[STATED EXERCISE]
Reproduce exactly the lines from the one containing "faucet in the photo above." through the last line of the records below, both included, and nothing else.

>> start MATERIAL PROVIDED

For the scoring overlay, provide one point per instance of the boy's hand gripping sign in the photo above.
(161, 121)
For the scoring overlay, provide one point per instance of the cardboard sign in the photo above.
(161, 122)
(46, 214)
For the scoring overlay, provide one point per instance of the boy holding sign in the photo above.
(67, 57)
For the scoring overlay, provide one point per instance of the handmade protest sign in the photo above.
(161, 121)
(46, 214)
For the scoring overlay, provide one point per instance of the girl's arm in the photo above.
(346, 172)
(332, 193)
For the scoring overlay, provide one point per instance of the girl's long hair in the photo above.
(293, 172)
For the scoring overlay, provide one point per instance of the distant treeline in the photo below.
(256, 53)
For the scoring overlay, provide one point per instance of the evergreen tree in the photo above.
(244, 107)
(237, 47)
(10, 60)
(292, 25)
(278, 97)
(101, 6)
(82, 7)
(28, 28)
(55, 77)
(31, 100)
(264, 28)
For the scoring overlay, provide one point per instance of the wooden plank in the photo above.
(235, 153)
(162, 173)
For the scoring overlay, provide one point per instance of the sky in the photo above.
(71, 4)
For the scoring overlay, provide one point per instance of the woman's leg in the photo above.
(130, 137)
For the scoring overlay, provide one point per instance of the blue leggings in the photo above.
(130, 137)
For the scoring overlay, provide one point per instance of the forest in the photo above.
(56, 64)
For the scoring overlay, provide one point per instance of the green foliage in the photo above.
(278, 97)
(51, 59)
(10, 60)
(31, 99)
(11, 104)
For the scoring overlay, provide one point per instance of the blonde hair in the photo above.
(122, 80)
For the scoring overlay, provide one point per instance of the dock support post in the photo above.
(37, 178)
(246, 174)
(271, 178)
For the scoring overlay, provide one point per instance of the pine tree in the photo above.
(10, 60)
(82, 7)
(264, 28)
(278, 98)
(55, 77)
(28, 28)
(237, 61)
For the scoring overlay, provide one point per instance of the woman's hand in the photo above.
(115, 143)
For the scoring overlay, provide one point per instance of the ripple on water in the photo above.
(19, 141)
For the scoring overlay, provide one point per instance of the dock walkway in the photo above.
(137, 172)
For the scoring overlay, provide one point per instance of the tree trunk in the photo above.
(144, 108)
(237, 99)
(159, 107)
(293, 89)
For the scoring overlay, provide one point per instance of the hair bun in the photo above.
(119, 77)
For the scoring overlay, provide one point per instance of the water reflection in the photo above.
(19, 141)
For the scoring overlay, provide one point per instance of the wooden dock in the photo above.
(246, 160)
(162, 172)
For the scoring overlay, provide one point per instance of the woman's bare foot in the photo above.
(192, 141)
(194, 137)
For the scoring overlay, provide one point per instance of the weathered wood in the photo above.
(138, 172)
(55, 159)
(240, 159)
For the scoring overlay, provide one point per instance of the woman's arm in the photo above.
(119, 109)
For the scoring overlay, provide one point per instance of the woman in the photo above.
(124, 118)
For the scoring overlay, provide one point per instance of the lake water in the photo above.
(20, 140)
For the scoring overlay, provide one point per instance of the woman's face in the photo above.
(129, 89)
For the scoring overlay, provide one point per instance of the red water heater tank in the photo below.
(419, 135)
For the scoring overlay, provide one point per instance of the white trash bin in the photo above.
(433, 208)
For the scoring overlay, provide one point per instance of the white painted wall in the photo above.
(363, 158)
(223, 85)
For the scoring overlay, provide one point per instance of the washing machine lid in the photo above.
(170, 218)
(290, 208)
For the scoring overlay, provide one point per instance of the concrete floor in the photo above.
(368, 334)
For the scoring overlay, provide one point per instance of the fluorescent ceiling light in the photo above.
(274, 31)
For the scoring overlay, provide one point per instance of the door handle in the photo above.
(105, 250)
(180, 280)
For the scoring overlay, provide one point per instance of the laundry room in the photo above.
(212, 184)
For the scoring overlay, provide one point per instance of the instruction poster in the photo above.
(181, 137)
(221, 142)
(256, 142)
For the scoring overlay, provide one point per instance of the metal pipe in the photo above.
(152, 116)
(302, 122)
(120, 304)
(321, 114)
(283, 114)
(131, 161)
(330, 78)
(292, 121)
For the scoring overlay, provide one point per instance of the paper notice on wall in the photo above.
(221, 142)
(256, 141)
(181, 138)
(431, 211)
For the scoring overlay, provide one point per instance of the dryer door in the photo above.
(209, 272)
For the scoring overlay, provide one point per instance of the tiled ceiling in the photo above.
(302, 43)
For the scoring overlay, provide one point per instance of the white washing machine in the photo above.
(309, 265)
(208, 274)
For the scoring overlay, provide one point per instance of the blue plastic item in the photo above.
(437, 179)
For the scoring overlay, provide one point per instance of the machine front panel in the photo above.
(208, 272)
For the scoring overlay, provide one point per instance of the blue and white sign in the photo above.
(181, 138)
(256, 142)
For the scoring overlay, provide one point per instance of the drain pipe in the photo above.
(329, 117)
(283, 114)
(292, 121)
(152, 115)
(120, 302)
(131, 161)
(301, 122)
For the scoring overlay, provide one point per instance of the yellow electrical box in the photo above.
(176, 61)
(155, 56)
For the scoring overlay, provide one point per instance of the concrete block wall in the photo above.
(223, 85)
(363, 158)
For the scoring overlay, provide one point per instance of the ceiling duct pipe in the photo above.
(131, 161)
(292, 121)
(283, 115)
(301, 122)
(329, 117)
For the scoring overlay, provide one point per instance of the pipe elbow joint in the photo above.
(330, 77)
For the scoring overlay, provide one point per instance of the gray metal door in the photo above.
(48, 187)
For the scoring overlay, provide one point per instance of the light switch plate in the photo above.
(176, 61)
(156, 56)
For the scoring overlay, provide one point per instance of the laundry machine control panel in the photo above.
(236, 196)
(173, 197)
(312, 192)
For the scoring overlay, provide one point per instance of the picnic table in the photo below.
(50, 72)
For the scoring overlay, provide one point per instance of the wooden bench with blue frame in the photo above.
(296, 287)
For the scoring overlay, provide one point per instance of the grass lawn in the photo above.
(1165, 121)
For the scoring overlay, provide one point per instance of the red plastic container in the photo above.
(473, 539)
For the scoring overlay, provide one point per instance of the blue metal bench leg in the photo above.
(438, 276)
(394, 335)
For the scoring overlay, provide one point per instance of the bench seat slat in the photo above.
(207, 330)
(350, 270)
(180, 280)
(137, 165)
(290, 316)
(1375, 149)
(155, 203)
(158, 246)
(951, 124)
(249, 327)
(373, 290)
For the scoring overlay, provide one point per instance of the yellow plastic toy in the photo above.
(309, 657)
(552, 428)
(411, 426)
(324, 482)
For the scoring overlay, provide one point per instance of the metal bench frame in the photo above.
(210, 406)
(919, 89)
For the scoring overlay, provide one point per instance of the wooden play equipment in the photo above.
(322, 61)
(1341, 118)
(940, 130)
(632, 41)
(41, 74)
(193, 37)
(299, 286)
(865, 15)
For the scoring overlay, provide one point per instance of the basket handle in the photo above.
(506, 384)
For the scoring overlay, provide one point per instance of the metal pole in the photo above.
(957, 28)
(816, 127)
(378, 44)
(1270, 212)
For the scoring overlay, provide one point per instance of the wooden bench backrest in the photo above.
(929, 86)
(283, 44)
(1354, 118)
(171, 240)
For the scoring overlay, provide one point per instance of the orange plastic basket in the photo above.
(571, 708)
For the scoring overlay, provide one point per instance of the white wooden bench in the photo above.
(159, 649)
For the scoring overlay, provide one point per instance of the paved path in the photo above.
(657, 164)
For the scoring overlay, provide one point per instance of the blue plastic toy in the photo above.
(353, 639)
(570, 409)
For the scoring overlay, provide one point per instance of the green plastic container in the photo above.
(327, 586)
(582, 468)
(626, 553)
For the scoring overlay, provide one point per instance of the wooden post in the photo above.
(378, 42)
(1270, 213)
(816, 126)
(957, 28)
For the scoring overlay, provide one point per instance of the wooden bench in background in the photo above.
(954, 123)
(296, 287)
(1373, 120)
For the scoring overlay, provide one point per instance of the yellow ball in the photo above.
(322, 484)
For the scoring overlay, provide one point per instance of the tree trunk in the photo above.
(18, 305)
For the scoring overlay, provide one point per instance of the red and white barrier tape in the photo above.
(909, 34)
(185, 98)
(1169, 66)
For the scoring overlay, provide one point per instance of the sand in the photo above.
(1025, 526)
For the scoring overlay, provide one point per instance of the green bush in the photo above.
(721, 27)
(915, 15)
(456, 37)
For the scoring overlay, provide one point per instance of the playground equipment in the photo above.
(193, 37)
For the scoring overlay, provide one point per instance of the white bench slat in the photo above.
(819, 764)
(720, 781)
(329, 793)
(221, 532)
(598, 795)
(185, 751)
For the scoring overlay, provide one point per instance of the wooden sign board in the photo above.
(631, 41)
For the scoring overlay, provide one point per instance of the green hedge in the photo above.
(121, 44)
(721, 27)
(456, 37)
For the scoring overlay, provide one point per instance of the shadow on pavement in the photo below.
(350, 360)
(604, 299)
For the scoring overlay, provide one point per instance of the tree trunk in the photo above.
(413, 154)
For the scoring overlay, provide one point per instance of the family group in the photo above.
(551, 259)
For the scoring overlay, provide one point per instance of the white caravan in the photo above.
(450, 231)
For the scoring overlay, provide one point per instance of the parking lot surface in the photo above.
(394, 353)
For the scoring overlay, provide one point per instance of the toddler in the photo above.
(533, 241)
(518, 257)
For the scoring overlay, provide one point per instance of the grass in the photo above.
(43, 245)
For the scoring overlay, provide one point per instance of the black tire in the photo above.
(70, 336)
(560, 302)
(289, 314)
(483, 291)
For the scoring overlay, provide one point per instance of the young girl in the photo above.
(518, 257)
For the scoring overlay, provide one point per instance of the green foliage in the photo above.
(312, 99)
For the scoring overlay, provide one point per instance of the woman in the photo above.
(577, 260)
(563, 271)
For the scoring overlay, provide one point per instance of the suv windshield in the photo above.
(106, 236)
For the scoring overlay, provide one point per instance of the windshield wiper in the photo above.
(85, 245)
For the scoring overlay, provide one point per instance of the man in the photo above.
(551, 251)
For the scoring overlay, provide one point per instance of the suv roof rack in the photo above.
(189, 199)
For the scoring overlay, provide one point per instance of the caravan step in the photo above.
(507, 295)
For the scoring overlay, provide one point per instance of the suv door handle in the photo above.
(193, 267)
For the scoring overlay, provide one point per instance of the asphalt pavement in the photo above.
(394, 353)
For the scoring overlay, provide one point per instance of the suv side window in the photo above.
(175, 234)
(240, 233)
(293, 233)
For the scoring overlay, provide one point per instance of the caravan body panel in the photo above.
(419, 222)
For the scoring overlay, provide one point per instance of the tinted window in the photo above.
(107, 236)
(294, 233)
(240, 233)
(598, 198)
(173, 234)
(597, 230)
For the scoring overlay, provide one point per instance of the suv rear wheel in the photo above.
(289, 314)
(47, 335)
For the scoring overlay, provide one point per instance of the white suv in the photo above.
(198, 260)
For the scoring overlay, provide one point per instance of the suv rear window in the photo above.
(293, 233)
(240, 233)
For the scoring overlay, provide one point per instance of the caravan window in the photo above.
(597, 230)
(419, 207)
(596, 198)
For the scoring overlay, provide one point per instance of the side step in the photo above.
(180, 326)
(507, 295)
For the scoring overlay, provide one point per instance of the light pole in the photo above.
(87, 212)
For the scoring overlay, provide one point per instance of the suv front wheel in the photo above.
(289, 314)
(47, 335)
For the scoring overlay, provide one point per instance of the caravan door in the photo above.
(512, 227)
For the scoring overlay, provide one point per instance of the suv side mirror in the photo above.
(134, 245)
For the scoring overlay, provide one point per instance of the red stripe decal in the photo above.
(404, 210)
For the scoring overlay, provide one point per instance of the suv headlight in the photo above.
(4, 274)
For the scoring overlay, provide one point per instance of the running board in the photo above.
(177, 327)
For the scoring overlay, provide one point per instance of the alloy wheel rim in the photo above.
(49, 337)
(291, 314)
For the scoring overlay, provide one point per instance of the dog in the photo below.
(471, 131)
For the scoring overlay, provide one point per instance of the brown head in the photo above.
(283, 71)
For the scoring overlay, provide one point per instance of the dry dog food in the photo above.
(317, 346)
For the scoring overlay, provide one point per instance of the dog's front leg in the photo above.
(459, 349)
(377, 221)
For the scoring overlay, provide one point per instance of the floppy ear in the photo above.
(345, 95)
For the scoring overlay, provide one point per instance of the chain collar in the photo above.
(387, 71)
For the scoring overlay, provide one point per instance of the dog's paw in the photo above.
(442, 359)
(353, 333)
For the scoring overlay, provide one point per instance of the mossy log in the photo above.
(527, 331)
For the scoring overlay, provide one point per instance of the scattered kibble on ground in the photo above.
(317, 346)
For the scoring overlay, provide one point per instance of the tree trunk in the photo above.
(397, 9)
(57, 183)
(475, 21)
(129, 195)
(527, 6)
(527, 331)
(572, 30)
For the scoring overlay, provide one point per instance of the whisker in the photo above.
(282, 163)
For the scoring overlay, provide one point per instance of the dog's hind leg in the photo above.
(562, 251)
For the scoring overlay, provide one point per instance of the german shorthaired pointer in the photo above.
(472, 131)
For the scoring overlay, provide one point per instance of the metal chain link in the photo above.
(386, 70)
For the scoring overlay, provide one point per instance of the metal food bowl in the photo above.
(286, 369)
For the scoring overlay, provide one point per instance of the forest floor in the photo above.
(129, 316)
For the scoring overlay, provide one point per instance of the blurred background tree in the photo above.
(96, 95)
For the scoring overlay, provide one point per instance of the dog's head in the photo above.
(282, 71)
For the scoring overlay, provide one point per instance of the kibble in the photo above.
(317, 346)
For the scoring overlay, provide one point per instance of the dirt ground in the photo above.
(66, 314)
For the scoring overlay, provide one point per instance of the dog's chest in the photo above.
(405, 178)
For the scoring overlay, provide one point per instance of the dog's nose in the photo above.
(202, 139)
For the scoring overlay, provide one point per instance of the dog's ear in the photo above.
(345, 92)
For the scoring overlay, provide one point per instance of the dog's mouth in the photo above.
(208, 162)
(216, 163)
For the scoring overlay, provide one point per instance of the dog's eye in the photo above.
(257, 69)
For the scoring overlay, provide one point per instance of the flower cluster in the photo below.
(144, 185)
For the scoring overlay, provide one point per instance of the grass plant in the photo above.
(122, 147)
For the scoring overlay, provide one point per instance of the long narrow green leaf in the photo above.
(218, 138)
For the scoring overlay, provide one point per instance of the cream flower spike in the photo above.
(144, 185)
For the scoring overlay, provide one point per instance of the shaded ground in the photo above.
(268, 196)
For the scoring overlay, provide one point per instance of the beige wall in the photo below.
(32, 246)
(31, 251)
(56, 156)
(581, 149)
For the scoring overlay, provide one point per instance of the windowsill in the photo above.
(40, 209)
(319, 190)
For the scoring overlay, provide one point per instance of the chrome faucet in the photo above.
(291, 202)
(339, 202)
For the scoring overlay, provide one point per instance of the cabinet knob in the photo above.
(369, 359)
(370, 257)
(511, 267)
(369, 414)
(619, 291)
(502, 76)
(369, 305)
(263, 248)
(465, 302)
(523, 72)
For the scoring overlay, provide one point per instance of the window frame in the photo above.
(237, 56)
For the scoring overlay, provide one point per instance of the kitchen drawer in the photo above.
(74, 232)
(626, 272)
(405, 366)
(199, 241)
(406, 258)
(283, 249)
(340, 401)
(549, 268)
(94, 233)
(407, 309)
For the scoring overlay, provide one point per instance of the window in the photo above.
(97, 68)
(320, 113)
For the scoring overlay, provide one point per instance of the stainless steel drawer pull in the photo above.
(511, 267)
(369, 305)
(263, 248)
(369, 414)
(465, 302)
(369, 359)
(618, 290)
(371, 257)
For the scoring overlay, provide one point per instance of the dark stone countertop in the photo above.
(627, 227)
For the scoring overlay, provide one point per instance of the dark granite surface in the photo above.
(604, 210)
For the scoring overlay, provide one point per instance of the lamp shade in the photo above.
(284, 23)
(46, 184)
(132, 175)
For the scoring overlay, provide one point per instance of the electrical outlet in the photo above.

>> end MATERIAL PROVIDED

[TASK SOLUTION]
For the scoring overlay, provide one point per instance of the chrome faucet in the photo above.
(291, 202)
(339, 202)
For the scoring overlay, provide one point per instance of the cabinet knob in the photo above.
(369, 359)
(370, 257)
(511, 267)
(369, 414)
(619, 291)
(502, 76)
(369, 305)
(263, 248)
(465, 302)
(523, 72)
For the scoring overlay, provide one point per instance of the window frame in the photo above.
(237, 56)
For the scoring overlay, provide one point per instance of the kitchen drawer in the photo above.
(74, 232)
(626, 272)
(405, 366)
(199, 241)
(406, 258)
(283, 249)
(340, 401)
(549, 268)
(94, 233)
(407, 309)
For the scoring overlay, provide one point per instance of the window in the photo above.
(97, 68)
(320, 113)
For the scoring overlay, provide one point per instance of the stainless steel drawer pull in the photo above.
(511, 267)
(369, 305)
(263, 248)
(369, 414)
(465, 302)
(369, 359)
(618, 290)
(371, 257)
For the scoring overlay, provide one point per instance of the dark stone countertop in the photo above.
(627, 227)
For the scoring overlay, provide one point per instance of the dark granite surface in the photo above.
(604, 210)
For the scoring overlay, provide one point per instance of the lamp shade in the photo above.
(284, 23)
(46, 184)
(132, 175)
For the scoring overlay, provide one point per instance of the electrical outlet in the photo above.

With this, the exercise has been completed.